→ **TASK REQUIREMENTS**:
Write each line word for word, from the line that contains "machinery in this photo." through the last line of the material below.

___ SUPPLIED DATA

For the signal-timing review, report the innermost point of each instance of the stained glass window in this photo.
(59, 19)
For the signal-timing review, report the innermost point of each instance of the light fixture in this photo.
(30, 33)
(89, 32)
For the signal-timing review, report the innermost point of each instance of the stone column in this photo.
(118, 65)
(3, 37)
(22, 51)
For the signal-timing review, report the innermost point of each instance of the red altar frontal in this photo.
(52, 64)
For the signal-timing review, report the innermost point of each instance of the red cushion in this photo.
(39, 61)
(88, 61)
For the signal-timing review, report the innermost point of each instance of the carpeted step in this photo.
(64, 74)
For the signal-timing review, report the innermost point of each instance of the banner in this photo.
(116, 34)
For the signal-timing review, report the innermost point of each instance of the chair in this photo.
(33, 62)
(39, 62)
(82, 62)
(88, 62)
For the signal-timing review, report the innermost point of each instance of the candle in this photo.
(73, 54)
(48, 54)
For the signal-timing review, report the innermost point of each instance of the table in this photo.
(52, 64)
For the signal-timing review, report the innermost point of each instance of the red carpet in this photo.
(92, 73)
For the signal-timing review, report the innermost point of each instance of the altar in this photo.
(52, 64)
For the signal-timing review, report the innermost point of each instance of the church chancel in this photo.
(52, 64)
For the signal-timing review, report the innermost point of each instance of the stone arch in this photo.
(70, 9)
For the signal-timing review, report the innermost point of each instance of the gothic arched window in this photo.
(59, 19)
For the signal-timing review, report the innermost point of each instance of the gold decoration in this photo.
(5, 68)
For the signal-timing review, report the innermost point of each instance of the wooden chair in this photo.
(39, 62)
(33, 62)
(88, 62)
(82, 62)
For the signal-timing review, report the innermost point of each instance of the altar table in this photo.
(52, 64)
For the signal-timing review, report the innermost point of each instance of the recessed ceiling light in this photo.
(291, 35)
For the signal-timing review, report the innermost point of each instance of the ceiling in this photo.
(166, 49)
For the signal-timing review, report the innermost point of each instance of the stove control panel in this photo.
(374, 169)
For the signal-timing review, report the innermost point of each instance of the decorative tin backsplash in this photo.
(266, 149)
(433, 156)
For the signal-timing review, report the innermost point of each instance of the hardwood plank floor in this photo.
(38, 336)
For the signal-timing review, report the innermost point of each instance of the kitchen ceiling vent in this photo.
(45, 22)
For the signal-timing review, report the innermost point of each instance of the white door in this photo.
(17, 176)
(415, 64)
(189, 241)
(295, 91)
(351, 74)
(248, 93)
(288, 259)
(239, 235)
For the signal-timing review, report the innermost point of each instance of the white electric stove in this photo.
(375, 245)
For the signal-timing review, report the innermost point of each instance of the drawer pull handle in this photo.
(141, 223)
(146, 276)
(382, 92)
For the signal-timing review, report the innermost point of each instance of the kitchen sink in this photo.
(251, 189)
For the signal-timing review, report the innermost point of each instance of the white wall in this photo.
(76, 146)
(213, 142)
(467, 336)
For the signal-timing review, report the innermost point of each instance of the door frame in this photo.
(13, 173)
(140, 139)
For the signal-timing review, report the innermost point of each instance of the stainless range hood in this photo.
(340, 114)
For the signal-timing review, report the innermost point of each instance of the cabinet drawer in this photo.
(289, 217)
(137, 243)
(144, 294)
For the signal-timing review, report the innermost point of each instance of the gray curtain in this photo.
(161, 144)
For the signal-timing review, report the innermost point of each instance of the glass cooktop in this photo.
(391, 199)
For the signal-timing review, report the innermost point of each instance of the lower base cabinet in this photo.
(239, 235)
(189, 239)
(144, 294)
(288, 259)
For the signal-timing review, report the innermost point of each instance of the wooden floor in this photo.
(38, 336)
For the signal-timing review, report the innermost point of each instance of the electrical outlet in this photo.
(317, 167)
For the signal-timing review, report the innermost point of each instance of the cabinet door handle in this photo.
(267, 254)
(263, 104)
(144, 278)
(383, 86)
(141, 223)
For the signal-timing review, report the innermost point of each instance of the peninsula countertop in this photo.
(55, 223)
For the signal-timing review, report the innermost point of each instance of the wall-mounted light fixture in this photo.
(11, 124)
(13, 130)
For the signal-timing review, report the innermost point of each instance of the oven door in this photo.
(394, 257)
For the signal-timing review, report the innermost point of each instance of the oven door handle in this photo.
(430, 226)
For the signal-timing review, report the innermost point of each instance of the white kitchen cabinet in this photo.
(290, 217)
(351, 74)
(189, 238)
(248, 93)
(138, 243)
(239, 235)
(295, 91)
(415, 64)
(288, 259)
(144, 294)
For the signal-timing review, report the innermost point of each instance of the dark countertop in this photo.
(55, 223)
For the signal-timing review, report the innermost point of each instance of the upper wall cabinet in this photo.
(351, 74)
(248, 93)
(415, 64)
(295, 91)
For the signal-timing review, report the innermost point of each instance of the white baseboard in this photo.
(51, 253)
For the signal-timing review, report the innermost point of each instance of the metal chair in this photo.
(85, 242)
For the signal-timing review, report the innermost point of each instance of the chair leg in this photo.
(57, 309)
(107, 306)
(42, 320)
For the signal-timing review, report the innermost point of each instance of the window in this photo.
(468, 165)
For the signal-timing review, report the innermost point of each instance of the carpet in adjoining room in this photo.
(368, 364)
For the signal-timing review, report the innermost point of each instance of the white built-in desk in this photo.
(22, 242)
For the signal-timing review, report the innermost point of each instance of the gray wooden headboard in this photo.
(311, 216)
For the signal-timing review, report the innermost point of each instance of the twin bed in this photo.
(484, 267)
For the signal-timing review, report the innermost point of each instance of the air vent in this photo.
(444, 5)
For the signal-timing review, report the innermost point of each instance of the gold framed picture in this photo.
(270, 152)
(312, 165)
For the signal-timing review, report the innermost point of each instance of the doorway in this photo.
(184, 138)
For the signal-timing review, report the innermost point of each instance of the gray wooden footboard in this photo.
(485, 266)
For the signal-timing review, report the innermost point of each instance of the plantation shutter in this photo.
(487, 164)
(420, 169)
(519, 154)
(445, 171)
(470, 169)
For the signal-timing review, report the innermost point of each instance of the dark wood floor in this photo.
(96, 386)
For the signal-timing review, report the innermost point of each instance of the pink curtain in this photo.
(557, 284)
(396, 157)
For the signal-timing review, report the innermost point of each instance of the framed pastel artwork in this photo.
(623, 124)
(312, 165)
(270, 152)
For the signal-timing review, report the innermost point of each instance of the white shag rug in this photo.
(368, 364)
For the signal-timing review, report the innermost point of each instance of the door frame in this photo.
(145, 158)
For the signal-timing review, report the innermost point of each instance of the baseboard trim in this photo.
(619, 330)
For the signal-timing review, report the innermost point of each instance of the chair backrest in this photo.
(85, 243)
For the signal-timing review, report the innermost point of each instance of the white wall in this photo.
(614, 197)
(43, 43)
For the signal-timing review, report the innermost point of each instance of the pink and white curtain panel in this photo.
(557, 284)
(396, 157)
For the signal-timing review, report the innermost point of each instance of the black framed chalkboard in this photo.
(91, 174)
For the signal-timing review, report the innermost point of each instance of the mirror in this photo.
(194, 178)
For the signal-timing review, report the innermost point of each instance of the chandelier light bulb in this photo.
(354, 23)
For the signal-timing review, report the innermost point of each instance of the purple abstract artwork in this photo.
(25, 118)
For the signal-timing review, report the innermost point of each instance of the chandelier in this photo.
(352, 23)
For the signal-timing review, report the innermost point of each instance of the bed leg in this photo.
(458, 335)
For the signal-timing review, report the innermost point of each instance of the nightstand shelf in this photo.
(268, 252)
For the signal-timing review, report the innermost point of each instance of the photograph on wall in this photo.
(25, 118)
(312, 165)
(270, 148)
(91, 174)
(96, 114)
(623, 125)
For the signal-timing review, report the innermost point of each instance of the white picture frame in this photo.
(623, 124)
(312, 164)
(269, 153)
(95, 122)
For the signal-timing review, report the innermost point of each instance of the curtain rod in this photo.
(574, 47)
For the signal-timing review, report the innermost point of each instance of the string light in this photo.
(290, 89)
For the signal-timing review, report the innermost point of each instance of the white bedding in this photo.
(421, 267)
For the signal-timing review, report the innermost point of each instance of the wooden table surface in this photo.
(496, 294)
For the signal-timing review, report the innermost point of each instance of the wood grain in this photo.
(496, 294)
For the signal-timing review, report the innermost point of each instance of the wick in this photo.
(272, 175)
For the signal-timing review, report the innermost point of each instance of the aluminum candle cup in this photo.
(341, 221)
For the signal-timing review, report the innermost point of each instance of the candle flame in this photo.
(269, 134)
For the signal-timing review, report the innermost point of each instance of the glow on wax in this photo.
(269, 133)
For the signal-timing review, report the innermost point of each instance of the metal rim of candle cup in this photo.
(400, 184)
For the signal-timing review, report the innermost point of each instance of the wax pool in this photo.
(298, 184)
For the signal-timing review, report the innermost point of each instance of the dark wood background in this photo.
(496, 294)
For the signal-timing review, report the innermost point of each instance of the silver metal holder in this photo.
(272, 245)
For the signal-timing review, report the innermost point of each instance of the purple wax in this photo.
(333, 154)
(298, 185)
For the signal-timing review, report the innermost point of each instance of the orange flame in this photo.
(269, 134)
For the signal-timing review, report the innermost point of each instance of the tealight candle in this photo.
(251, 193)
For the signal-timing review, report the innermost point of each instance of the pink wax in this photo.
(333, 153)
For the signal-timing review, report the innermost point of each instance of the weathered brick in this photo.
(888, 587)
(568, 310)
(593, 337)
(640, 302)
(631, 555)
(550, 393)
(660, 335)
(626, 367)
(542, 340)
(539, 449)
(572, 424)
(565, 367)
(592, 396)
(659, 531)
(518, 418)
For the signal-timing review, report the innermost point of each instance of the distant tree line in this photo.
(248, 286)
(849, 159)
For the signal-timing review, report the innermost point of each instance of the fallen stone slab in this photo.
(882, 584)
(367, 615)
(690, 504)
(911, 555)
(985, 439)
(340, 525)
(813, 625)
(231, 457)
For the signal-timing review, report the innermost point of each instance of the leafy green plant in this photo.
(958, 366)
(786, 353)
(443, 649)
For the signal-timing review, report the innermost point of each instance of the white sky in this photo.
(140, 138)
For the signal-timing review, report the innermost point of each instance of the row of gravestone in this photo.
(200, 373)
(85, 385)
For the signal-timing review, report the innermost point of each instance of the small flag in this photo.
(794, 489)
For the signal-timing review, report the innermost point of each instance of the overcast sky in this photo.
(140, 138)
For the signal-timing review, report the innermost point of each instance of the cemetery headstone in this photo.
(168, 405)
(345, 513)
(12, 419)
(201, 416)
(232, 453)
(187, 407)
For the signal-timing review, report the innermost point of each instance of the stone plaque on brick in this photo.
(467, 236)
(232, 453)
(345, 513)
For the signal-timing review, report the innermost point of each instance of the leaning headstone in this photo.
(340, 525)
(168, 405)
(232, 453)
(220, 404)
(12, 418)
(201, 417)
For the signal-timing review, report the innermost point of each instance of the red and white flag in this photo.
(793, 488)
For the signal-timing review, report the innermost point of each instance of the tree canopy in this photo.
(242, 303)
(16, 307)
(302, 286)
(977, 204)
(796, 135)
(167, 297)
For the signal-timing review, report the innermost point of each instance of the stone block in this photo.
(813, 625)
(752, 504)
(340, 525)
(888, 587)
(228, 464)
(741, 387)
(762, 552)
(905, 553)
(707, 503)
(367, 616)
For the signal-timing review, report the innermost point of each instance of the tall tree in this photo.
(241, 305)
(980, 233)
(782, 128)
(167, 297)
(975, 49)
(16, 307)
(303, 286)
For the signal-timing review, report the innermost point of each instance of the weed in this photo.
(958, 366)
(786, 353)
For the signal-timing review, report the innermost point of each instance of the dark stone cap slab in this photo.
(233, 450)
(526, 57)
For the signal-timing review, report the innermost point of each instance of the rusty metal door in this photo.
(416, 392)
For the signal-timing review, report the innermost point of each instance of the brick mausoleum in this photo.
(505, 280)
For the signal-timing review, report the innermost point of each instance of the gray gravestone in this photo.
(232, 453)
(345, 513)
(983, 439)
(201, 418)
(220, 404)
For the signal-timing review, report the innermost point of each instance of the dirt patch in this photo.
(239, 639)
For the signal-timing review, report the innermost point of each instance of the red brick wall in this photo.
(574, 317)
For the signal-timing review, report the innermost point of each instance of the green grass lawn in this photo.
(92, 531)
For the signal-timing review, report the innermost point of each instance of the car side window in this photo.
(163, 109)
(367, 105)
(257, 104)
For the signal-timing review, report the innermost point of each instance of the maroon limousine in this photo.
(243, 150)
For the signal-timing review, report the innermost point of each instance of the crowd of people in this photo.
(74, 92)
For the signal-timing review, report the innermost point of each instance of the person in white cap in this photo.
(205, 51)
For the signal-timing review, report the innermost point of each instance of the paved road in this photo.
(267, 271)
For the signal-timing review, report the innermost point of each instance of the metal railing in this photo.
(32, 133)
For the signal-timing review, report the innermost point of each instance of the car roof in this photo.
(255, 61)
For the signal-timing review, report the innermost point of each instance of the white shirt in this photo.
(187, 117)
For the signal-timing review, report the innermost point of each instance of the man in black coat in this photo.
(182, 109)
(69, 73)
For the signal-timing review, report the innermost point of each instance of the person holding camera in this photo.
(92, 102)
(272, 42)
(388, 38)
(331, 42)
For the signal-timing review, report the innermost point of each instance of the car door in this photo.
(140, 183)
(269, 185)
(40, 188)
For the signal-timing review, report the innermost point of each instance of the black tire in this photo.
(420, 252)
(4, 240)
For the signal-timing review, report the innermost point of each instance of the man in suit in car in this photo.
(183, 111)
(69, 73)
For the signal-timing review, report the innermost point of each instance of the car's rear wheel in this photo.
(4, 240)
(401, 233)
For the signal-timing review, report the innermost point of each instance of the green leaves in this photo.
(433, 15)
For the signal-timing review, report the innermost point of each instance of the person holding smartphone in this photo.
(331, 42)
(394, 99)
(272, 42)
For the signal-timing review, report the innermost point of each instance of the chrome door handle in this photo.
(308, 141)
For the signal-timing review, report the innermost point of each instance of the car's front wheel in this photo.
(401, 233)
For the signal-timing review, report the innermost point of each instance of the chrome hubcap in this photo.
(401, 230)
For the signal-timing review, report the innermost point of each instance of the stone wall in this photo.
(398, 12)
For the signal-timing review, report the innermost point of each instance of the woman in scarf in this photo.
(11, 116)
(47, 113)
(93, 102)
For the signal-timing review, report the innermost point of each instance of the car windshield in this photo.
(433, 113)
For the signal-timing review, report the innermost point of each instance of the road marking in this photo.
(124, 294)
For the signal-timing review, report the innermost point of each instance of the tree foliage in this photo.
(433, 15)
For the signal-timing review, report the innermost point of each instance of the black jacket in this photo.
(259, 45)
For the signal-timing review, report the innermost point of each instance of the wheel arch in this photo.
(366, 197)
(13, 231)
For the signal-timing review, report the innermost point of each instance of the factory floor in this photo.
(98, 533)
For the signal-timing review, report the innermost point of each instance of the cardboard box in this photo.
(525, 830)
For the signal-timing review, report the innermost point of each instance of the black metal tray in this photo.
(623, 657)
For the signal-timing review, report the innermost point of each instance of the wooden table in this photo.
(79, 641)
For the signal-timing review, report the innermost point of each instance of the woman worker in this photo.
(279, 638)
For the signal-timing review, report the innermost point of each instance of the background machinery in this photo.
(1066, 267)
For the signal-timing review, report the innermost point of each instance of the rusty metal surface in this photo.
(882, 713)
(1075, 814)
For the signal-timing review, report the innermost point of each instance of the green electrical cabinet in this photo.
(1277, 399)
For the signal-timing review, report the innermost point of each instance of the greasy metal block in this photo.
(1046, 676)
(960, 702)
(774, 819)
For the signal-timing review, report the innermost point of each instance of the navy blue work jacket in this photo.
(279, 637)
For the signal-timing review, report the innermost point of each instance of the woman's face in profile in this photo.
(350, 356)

______

→ **THE COMPLETED TASK**:
For the signal-timing review, report the innermost point of each instance of the background machinery in this photo.
(1066, 267)
For the signal-timing review, report the innermost point of each instance of the rusty metal surface in this photo.
(882, 713)
(1075, 814)
For the signal-timing review, report the innermost point of each instance of the green electrical cabinet in this photo.
(1277, 399)
For the signal-timing review, report the innermost point of each instance of the greasy metal block in this photo.
(1046, 676)
(960, 702)
(774, 819)
For the signal-timing review, report the innermost point of each instance of the navy blue work jacket in this photo.
(279, 637)
For the signal-timing review, report the innermost point of each instance of the woman's face in profile in this photo.
(350, 356)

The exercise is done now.